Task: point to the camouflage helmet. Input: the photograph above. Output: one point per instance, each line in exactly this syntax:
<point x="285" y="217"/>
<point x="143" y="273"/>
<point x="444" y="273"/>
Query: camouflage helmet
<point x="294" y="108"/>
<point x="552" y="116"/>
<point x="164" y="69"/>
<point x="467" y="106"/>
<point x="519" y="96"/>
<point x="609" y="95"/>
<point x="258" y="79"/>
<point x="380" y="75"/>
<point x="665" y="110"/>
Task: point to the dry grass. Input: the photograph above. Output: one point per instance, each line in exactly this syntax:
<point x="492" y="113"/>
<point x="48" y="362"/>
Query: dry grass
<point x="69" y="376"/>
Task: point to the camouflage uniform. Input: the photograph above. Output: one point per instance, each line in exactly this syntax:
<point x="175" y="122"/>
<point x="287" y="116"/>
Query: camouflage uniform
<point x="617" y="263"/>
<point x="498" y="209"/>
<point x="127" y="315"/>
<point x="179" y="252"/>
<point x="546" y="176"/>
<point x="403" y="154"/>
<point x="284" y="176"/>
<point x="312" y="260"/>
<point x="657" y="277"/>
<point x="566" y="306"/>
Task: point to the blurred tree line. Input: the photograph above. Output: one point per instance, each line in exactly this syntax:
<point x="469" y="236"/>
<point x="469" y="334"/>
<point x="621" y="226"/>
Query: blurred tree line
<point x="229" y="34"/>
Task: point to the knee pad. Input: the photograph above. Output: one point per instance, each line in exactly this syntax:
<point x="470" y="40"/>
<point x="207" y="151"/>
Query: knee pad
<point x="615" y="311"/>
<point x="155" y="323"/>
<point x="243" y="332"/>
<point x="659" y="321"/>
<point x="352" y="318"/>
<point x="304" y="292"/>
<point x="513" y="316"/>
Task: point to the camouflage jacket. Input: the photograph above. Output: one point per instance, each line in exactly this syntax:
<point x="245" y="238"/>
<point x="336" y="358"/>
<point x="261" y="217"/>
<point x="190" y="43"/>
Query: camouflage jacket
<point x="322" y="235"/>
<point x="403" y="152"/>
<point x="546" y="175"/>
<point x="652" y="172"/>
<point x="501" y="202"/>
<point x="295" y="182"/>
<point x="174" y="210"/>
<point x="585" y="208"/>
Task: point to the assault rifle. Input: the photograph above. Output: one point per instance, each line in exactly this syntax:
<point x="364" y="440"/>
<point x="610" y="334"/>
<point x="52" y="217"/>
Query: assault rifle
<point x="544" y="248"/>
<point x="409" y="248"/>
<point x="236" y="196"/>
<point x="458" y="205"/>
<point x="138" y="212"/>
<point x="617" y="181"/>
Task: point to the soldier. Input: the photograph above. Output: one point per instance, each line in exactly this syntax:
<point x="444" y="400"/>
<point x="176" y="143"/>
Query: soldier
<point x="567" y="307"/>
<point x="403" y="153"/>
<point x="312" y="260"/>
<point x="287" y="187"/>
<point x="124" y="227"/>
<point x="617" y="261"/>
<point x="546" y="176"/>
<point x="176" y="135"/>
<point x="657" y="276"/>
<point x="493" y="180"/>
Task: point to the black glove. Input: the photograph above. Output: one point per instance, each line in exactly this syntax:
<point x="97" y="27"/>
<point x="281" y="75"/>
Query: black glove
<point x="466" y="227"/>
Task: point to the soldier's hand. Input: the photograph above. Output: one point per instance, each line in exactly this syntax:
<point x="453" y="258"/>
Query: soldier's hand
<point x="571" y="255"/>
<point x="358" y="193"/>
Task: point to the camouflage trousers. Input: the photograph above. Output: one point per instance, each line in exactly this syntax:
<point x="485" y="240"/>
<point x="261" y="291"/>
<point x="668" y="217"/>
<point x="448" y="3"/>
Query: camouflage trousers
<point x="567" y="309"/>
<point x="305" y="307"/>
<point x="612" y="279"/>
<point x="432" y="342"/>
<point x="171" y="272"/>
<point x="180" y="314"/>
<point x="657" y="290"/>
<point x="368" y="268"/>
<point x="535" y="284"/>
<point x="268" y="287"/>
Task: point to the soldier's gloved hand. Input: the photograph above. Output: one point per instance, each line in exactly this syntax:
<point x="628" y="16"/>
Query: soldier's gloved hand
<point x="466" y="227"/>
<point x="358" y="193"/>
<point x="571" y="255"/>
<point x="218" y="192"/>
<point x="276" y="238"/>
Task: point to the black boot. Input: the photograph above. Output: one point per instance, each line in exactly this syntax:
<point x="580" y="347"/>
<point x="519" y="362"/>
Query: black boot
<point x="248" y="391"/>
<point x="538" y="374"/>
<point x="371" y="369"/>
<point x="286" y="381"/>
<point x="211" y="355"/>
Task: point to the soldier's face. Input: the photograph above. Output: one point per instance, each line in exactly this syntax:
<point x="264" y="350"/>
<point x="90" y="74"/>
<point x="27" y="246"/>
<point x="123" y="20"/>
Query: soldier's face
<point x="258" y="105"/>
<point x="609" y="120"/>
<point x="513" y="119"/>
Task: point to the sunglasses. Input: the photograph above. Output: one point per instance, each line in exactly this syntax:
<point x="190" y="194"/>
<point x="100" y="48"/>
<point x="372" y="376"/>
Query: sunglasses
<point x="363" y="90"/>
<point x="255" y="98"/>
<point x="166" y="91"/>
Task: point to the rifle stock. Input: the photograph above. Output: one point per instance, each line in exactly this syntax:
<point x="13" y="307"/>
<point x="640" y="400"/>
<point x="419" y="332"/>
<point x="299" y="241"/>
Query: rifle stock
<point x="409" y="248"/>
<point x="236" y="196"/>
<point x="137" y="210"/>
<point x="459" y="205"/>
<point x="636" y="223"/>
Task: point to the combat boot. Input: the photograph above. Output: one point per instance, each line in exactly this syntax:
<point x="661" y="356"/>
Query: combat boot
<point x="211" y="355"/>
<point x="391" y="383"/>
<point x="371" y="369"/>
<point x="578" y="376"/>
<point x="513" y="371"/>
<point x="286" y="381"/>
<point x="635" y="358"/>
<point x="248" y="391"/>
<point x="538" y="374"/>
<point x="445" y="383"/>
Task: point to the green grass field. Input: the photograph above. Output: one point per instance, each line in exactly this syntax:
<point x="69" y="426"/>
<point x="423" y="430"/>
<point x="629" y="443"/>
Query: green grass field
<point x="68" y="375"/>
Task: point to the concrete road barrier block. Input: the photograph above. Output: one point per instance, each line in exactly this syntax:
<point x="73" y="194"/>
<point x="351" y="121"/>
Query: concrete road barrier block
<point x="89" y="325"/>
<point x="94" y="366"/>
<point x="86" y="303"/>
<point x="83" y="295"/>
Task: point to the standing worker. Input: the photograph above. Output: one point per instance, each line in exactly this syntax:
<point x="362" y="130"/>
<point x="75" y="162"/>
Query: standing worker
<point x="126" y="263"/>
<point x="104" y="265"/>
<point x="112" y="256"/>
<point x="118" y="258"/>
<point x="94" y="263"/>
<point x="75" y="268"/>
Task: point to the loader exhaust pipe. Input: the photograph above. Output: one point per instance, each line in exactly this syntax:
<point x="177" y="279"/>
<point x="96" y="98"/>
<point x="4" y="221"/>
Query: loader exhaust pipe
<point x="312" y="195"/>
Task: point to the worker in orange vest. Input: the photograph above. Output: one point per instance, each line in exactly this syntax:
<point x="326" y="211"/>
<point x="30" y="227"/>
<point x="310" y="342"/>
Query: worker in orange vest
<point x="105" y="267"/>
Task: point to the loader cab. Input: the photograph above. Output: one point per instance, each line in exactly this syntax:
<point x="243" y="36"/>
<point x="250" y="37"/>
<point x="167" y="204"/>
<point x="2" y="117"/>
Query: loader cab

━━━━━━━━

> **Task instructions**
Quote the lines of the listing above that run from the line with "Task: point to the concrete" through its last line, both included, and nothing else.

> **Output for this exercise**
Task: point to the concrete road barrier block. Input: the photograph above. Output: one point per instance, each line in exactly this syntax:
<point x="73" y="194"/>
<point x="351" y="121"/>
Query: concrete road barrier block
<point x="89" y="325"/>
<point x="94" y="366"/>
<point x="86" y="303"/>
<point x="83" y="295"/>
Task: point to the standing worker. Input: the photograph above. Output: one point per instance, each line in exactly this syntax:
<point x="362" y="130"/>
<point x="75" y="162"/>
Query: standing worker
<point x="126" y="263"/>
<point x="104" y="265"/>
<point x="112" y="256"/>
<point x="118" y="258"/>
<point x="94" y="263"/>
<point x="75" y="268"/>
Task: point to the loader exhaust pipe. Input: the photograph above. Output: one point per instance, each line in exactly this syntax:
<point x="177" y="279"/>
<point x="96" y="98"/>
<point x="4" y="221"/>
Query: loader exhaust pipe
<point x="312" y="195"/>
Task: point to the worker in orange vest. Input: the photograph above. Output: one point per instance, each line in exactly this syntax:
<point x="326" y="211"/>
<point x="30" y="227"/>
<point x="310" y="342"/>
Query: worker in orange vest
<point x="105" y="267"/>
Task: point to the loader cab. Input: the photograph above. Output: one point per instance, each line in exactly this syntax:
<point x="243" y="36"/>
<point x="250" y="37"/>
<point x="167" y="204"/>
<point x="2" y="117"/>
Query: loader cab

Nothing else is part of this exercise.